• **Exercise instructions**
Convert the listing into a numbered list, starting with the line that contains "Scan the provided UI screenshot for the parked" and going on through the line that contains "(67, 214), (131, 271)", including both of those lines, and drop any blank lines. Use only those lines, and leave the pictures out of your answer.

[Listing from a dataset]
···

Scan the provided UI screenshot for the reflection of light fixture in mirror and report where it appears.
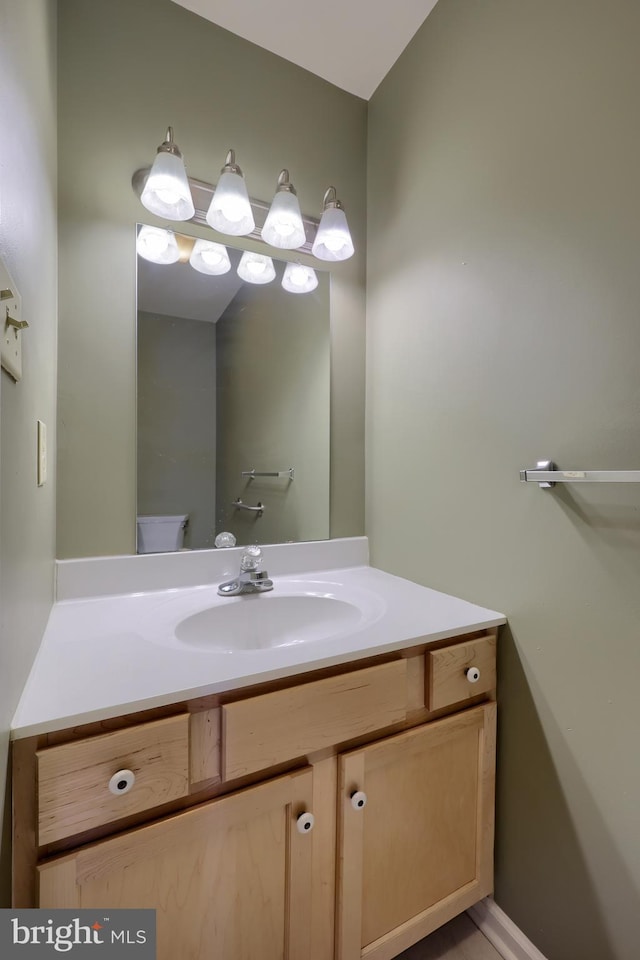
[189,240,231,277]
[262,170,306,250]
[238,250,276,283]
[207,150,256,237]
[282,263,318,293]
[140,127,195,220]
[312,187,353,260]
[136,225,180,263]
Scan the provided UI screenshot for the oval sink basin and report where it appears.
[175,592,369,653]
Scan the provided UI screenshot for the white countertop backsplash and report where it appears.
[12,537,506,739]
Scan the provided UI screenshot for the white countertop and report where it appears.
[12,551,506,739]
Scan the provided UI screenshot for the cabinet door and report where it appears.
[336,703,496,960]
[38,768,313,960]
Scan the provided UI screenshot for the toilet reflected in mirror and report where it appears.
[136,514,189,553]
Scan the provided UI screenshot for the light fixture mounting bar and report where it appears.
[131,167,320,254]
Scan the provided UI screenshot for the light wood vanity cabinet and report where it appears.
[14,631,496,960]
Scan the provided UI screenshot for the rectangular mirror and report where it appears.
[137,225,330,553]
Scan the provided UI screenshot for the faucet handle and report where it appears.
[240,544,262,573]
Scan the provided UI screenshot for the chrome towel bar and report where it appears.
[520,460,640,490]
[241,467,293,480]
[231,497,265,517]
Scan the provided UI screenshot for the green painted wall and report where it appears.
[0,0,57,907]
[58,0,366,557]
[366,0,640,960]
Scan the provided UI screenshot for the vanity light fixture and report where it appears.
[262,170,306,250]
[207,150,256,237]
[140,127,195,220]
[282,263,318,293]
[238,250,276,283]
[136,224,180,263]
[311,187,354,260]
[132,133,354,261]
[189,240,231,277]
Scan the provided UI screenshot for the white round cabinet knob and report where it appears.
[109,770,136,797]
[296,813,316,833]
[351,790,367,810]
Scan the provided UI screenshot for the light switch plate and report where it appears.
[0,260,22,381]
[38,420,47,487]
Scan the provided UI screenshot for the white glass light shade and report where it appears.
[136,225,180,263]
[311,207,353,260]
[282,263,318,293]
[189,240,231,277]
[207,172,256,237]
[238,250,276,283]
[262,190,306,250]
[140,151,195,220]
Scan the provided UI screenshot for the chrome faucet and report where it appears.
[218,546,273,597]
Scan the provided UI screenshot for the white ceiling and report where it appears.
[174,0,437,100]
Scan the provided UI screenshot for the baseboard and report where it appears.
[467,897,546,960]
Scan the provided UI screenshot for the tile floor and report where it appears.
[396,913,502,960]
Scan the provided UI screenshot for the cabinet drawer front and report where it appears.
[222,660,407,780]
[427,636,496,710]
[36,714,189,844]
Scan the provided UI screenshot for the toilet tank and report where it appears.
[137,513,189,553]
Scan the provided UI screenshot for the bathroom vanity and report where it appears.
[7,540,504,960]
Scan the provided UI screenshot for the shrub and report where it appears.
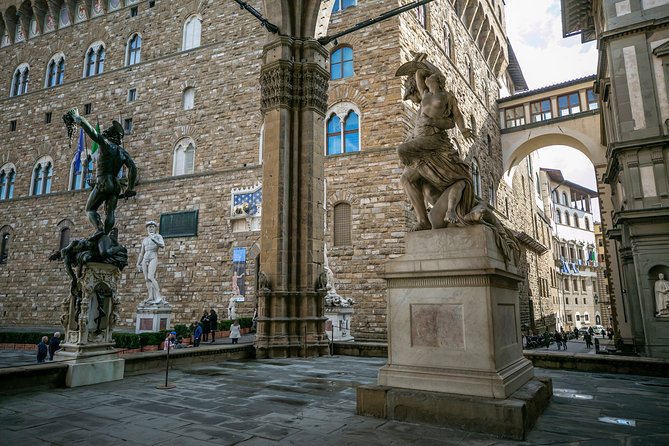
[0,331,53,344]
[174,325,193,338]
[112,333,141,349]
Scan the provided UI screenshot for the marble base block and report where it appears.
[356,225,552,440]
[135,303,172,333]
[325,307,354,342]
[378,225,534,399]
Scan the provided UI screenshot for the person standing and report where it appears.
[49,332,60,361]
[554,331,562,350]
[230,319,242,344]
[193,320,202,347]
[583,331,592,348]
[200,310,211,342]
[163,331,177,351]
[37,336,49,364]
[209,308,218,344]
[560,328,569,350]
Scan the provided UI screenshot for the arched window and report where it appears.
[444,25,453,60]
[332,0,358,12]
[472,158,481,197]
[330,46,353,80]
[0,231,9,265]
[0,164,16,200]
[172,138,195,176]
[327,113,342,155]
[58,228,70,249]
[184,87,195,110]
[332,203,351,246]
[181,15,202,51]
[70,154,95,190]
[414,5,427,29]
[344,110,360,153]
[44,54,65,87]
[126,34,142,65]
[325,103,360,155]
[9,64,30,96]
[84,42,105,77]
[30,157,53,195]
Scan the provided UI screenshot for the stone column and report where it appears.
[256,36,329,358]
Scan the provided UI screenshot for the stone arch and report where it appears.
[503,126,606,172]
[328,189,360,208]
[263,0,334,41]
[328,84,369,110]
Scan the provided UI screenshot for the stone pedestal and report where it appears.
[135,302,172,333]
[358,225,550,438]
[325,306,353,341]
[56,263,124,387]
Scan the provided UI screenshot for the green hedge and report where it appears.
[0,331,54,344]
[112,333,142,349]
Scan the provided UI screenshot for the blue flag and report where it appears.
[74,129,84,173]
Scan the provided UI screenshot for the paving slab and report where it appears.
[0,355,669,446]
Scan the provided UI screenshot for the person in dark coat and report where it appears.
[209,308,218,344]
[49,332,60,361]
[200,310,211,342]
[37,336,49,364]
[193,320,202,347]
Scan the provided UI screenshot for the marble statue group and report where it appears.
[395,53,519,262]
[655,273,669,316]
[137,221,165,304]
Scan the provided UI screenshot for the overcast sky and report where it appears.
[505,0,599,219]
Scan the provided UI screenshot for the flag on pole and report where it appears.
[91,122,100,161]
[74,129,84,173]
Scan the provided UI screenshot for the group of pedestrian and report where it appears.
[200,308,218,344]
[37,332,60,363]
[553,329,569,350]
[193,308,242,347]
[583,327,595,348]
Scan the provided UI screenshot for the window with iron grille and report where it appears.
[333,203,351,246]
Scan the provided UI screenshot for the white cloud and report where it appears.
[504,0,600,220]
[505,0,597,90]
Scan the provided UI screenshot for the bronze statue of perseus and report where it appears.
[63,108,137,235]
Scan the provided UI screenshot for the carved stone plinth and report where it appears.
[56,263,124,387]
[256,290,329,359]
[325,306,353,341]
[358,225,550,438]
[135,302,172,333]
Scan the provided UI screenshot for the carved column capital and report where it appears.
[260,36,330,116]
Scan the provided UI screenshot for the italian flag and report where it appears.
[91,122,100,161]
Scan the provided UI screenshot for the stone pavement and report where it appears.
[0,352,669,446]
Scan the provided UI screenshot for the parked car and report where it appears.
[578,325,606,336]
[592,325,606,336]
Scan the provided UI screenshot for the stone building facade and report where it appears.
[562,0,669,358]
[0,0,554,340]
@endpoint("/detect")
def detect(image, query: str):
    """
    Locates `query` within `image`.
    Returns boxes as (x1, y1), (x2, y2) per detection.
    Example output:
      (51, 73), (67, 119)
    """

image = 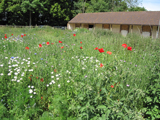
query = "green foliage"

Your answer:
(144, 73), (160, 120)
(0, 27), (160, 120)
(128, 7), (147, 11)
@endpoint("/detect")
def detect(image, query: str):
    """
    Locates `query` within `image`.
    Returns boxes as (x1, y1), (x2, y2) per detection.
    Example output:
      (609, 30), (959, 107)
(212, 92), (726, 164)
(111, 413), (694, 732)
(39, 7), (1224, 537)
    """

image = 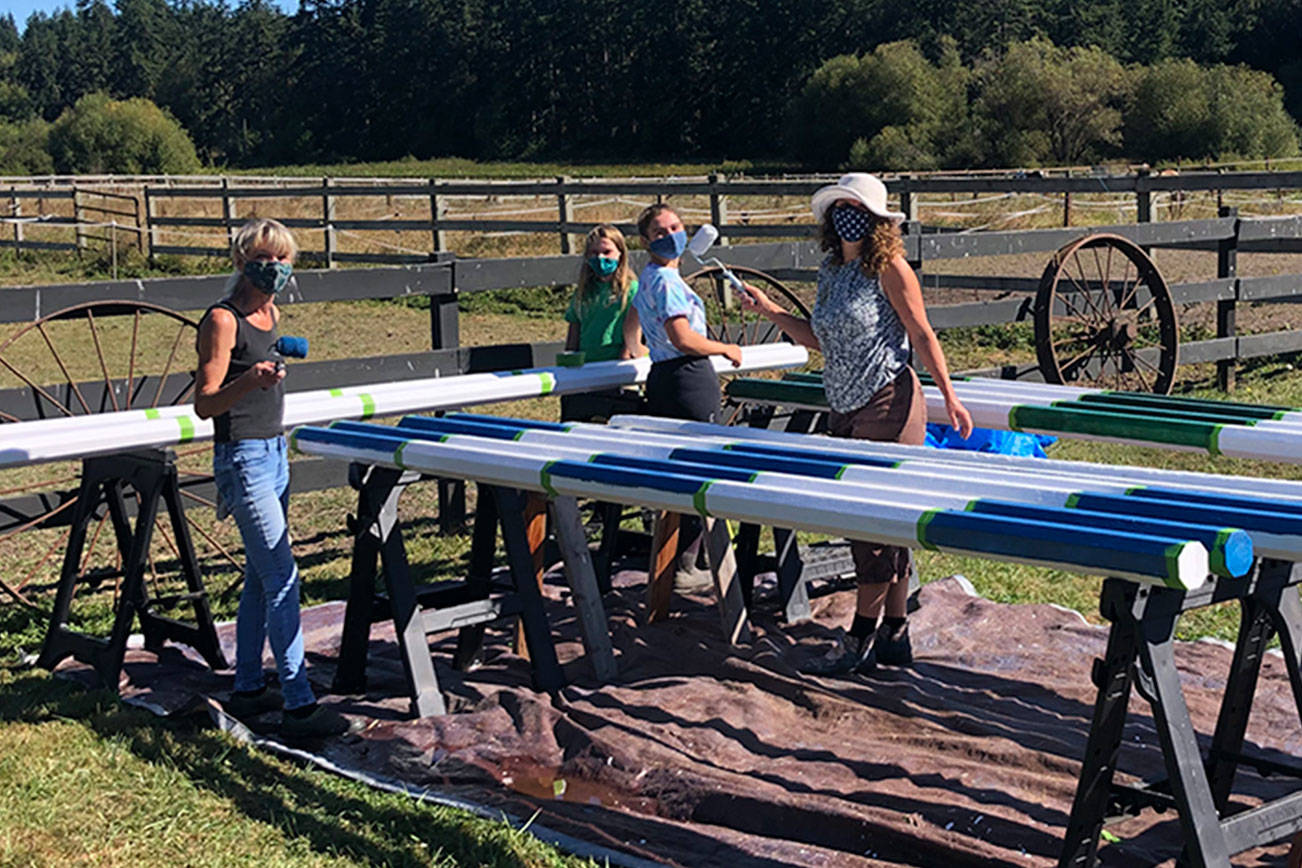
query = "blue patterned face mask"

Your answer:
(587, 256), (620, 280)
(243, 259), (294, 295)
(647, 229), (687, 260)
(832, 204), (872, 242)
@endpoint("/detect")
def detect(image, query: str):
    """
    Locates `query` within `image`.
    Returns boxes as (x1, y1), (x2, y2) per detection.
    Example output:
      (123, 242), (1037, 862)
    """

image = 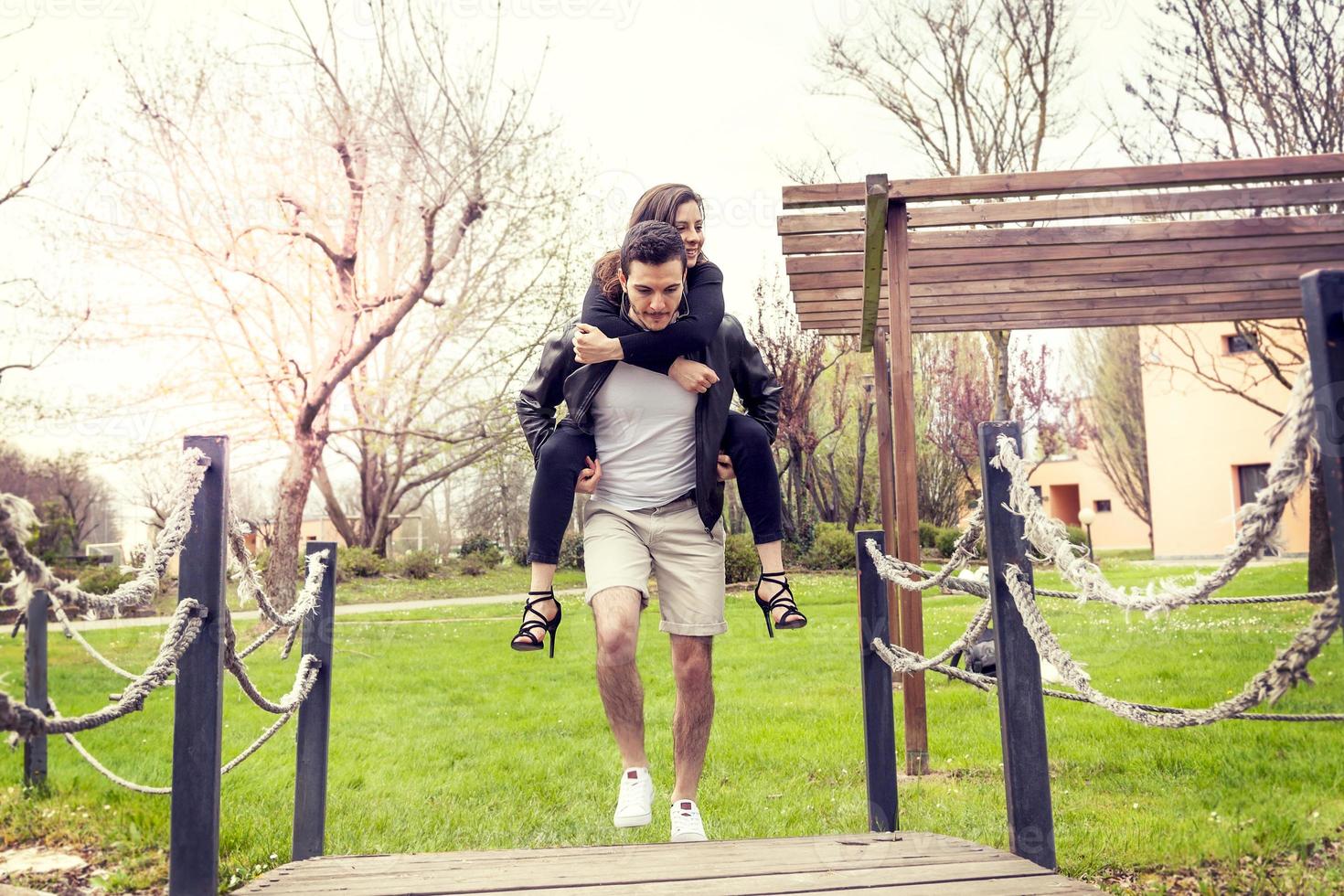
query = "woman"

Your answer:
(512, 184), (807, 656)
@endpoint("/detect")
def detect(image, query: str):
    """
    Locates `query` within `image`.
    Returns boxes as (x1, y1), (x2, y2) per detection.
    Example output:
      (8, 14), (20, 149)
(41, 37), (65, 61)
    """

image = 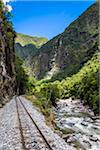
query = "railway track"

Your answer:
(16, 96), (53, 150)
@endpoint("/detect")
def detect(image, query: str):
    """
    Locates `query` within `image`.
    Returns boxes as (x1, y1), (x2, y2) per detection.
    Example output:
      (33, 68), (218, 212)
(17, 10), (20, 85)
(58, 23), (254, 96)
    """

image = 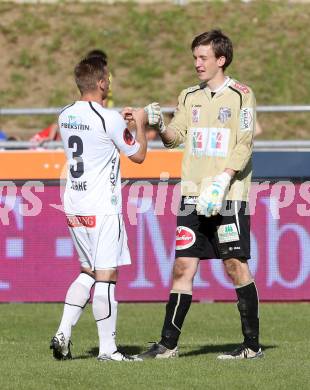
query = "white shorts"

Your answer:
(67, 214), (131, 271)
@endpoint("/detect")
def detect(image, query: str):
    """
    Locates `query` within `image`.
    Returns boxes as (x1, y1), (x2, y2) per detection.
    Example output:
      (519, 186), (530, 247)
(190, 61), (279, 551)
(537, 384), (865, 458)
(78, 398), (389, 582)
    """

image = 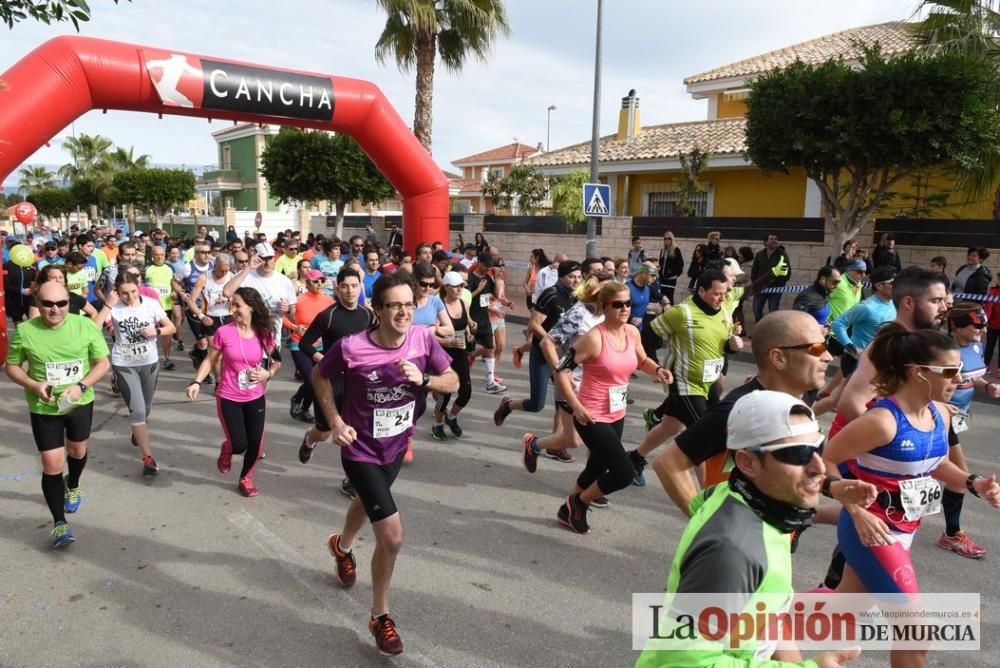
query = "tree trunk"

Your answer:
(413, 32), (437, 153)
(333, 202), (347, 241)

···

• **Answer to this exercise**
1. Scan the provided UI screenshot for the parked car and report where it appears.
2. [578,325,606,336]
3. [592,325,606,336]
4. Scan the provided UI screenshot for the stone building facade and report where it appears.
5. [562,0,669,358]
6. [0,0,554,340]
7. @endpoint("/detect")
8. def detect(image, query: str):
9.     """
10.     Locates `query` within `image`.
11.     Returns boxes as (x1, y1), (x2, y2) per detection.
12.     Example output:
13.       (51, 73), (67, 119)
14.     """
15. image = 
16. query = "green foliage"
17. Your answer:
18. (144, 73), (160, 120)
19. (0, 27), (160, 120)
20. (128, 7), (147, 11)
21. @endpoint("/detect")
22. def detect(image, query: str):
23.     """
24.     Locates `query` within `image`.
25.     Returns boxes as (x1, y1), (x2, y2) per detection.
26.     Example output:
27.       (609, 30), (959, 107)
28. (212, 92), (726, 164)
29. (111, 413), (694, 732)
30. (39, 7), (1224, 537)
31.     """
32. image = 
33. query = "blue patterned face mask"
34. Your answer:
35. (587, 256), (620, 280)
36. (243, 259), (294, 295)
37. (647, 229), (687, 260)
38. (832, 204), (872, 242)
39. @endpoint("/detect")
40. def detect(image, query: str):
41.     """
42.     Locates `query` within `image`.
43.     Returns boxes as (x1, y1), (x2, y2) per detection.
44.     Example output:
45.       (123, 242), (1037, 862)
46.     """
47. image = 
48. query = "woman"
49. Your answer:
50. (512, 184), (807, 656)
51. @endpoint("/detect")
52. def detect(image, query: str):
53.     """
54.     Locates `query` within `image`.
55.     Returns boxes as (x1, y1), (x2, y2) per detection.
56.     Example output:
57.       (8, 14), (20, 149)
58. (41, 37), (65, 61)
59.     """
60. image = 
61. query = "railway track"
62. Your answer:
63. (16, 96), (53, 150)
64. @endpoint("/detect")
65. def detect(image, query: str):
66.     """
67.     Locates `query` within `image`.
68.     Returns boxes as (x1, y1), (x2, y2) per detection.
69.     Example output:
70.       (33, 68), (218, 212)
71. (17, 10), (20, 85)
72. (58, 23), (254, 96)
73.     """
74. image = 
75. query = "white shorts"
76. Your answer:
77. (67, 214), (131, 271)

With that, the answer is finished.